*** DATA RECORDS Section Begins ***

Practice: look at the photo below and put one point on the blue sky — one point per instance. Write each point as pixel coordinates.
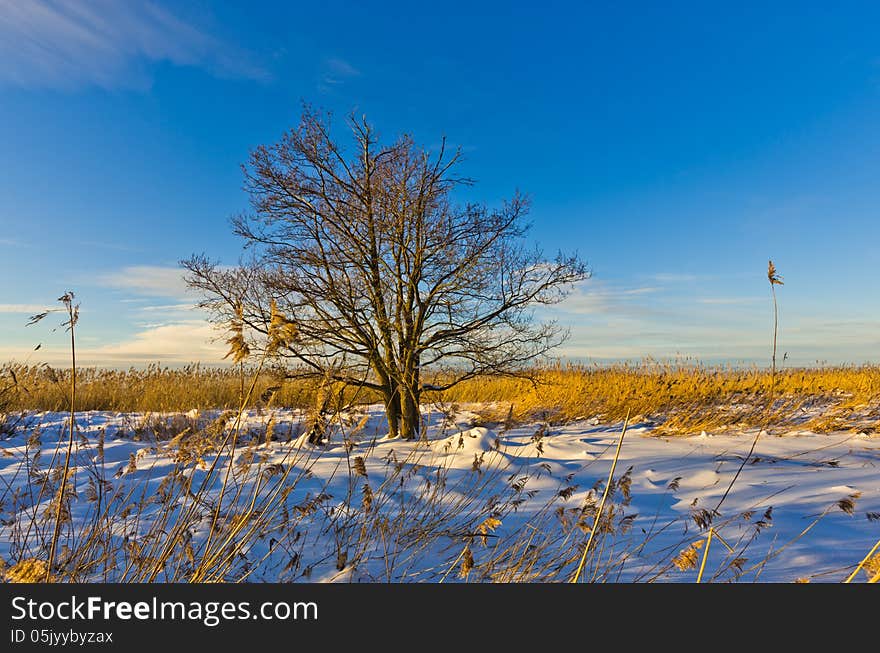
(675, 146)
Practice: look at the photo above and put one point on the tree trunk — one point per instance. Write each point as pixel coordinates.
(412, 416)
(392, 411)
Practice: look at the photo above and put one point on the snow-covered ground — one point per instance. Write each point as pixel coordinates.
(471, 500)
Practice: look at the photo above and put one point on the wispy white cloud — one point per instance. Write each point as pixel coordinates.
(29, 309)
(599, 298)
(150, 280)
(178, 343)
(107, 43)
(336, 71)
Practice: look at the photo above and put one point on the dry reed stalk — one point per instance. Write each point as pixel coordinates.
(583, 560)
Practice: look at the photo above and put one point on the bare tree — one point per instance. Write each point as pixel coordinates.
(381, 278)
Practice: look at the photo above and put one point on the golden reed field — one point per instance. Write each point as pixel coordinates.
(680, 398)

*** DATA RECORDS Section Ends ***

WHAT THIS TASK INVOLVES: Could you give all of the data again exactly as written, omitting any pictures?

RESPONSE TO THE EXERCISE:
Practice: look at the photo below and put one point on the blue sky — one point per instance. Write each point as pixel coordinates.
(675, 146)
Practice: look at the photo above and put one point on the tree trunk — one point per instance. Write each point as pixel coordinates.
(412, 416)
(392, 411)
Practice: look at the photo above and put one point on the snow-covered ground — one point per instance. Write each point as pixel coordinates.
(471, 500)
Practice: look at the photo above and put one point on the wispy white cloud — one point per instance. Write each point as pixel coordinates.
(29, 309)
(599, 298)
(150, 280)
(178, 343)
(107, 43)
(336, 71)
Practice: look at the photo above and put one point on the dry reed stalk — one point per instance. Write each point as pixel coordinates.
(583, 560)
Practice: look at the photo above and put one point on the bare tree — one point per instance. Write each point as pixel coordinates.
(381, 278)
Practice: look at the photo above and put one point on the golden reed field — one point per instance. Write each point as pixel coordinates.
(680, 398)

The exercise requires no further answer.